• WHAT THE EXERCISE ASKS: Leave out every picture, and output exactly the lines from the line containing "Where can the man's arm" through the last line of the data.

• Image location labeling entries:
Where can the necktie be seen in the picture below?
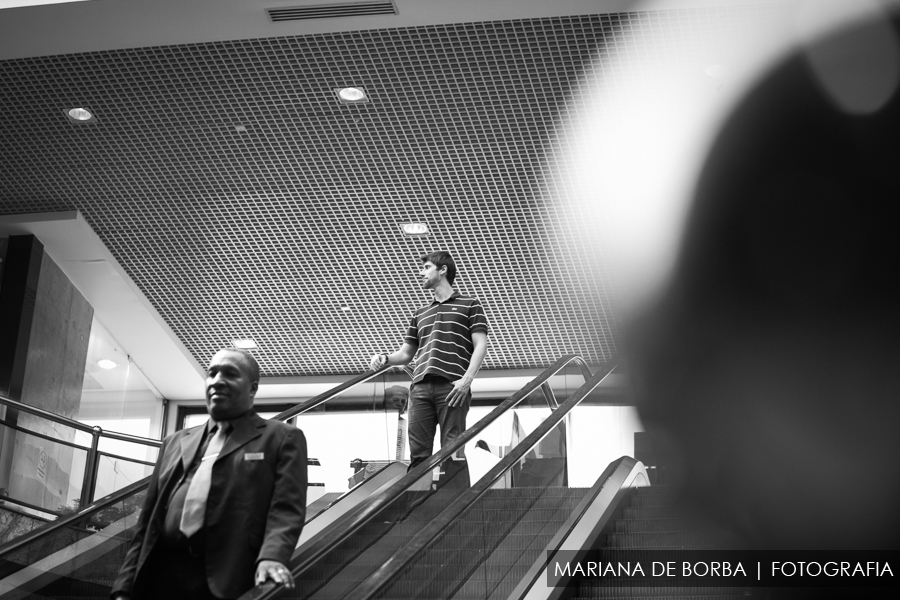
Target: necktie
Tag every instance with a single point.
(195, 499)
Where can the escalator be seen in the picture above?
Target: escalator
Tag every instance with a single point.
(498, 540)
(457, 540)
(79, 556)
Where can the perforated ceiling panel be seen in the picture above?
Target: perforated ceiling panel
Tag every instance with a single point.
(246, 201)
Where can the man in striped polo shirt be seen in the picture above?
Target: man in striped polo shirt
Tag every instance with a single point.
(450, 335)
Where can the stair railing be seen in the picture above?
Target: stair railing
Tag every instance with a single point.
(92, 461)
(91, 508)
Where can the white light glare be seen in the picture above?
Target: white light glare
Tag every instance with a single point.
(352, 95)
(80, 114)
(415, 228)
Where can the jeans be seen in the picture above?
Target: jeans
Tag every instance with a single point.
(427, 410)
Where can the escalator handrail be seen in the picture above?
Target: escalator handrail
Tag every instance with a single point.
(382, 576)
(141, 484)
(366, 512)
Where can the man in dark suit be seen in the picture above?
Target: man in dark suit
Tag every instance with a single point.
(213, 530)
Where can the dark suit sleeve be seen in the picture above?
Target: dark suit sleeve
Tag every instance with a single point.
(287, 511)
(124, 583)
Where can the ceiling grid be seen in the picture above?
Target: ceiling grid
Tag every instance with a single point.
(267, 233)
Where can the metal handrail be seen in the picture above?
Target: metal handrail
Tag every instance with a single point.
(91, 508)
(46, 414)
(362, 515)
(91, 461)
(425, 536)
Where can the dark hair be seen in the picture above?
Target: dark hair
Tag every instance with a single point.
(251, 362)
(442, 259)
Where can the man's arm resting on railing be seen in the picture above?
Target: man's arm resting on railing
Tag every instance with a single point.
(398, 358)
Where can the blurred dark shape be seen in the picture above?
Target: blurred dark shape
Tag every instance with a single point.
(770, 365)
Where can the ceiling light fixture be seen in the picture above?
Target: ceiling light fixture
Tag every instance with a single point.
(351, 95)
(414, 229)
(80, 115)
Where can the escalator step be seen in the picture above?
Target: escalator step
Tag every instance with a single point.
(654, 512)
(647, 525)
(653, 500)
(663, 540)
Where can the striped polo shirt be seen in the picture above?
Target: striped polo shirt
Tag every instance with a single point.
(443, 333)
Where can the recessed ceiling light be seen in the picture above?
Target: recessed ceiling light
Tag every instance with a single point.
(715, 70)
(414, 229)
(80, 115)
(352, 95)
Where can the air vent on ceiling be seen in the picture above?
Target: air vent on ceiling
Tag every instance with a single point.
(332, 11)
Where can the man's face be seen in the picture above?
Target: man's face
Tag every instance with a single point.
(430, 274)
(229, 390)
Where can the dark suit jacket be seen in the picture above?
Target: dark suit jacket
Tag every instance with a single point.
(255, 510)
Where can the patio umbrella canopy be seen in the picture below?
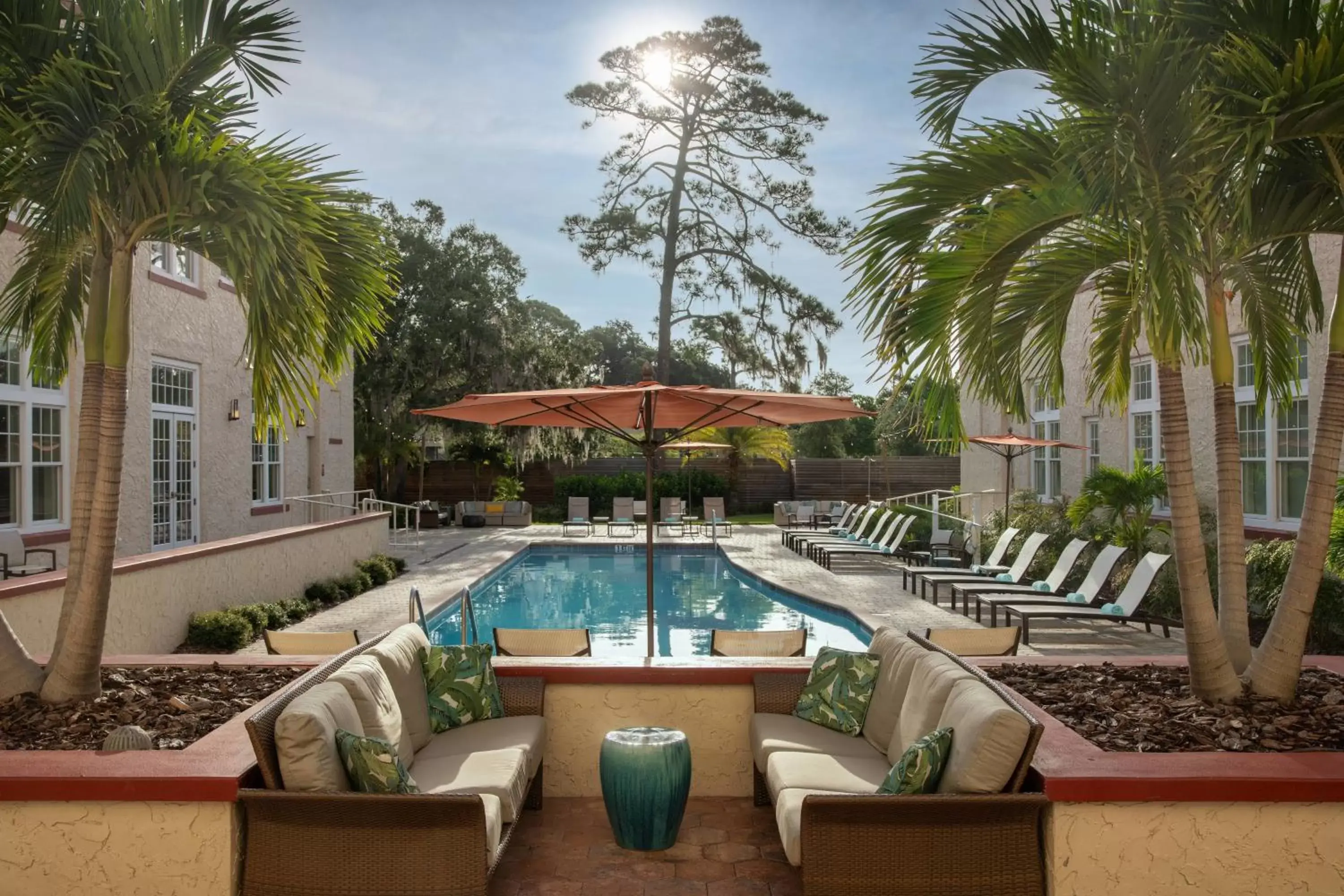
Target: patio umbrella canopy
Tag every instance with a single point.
(651, 417)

• RESULT OF THE TASK:
Where can the man's arm resting on railing be seen in the picture above?
Target: man's arm resting on railing
Tag every instance with a single point.
(398, 358)
Where can the blurred dark shape be seen in the picture above?
Target: blurred dark shape
Tag every instance with a single point.
(770, 365)
Where can the ceiling light fixture be seen in the picture above?
Target: ceiling light fixture
Tag every instance with a single point.
(351, 95)
(414, 229)
(80, 115)
Where can the escalator step be seen in the picture above?
Target: escalator step
Tag every instance with a single point.
(654, 512)
(647, 525)
(653, 500)
(663, 540)
Where can the striped polo shirt be seen in the picture above?
Target: striped polo shirt
Tag every instance with a single point.
(443, 333)
Where can the recessed ceiling light be seen in the picture above?
Target: recessed ceiling light
Tag every instance with a single point.
(715, 70)
(414, 229)
(80, 115)
(352, 95)
Where can the air vent on ceiling be seen in the picture above?
Target: air vent on ceiling
Tag every instance with a single point.
(332, 11)
Where can the man's face be seen in the picture above?
Target: man's face
Tag every instance with a single point.
(430, 274)
(229, 390)
Where can the dark suit jacket be seen in the picture above?
Target: dark suit jacket
Tag every instance with a single point.
(255, 510)
Where can the patio umbrella canopy be seen in the picture below?
Target: patio umbrella canopy
Tag every instance with a single point.
(651, 417)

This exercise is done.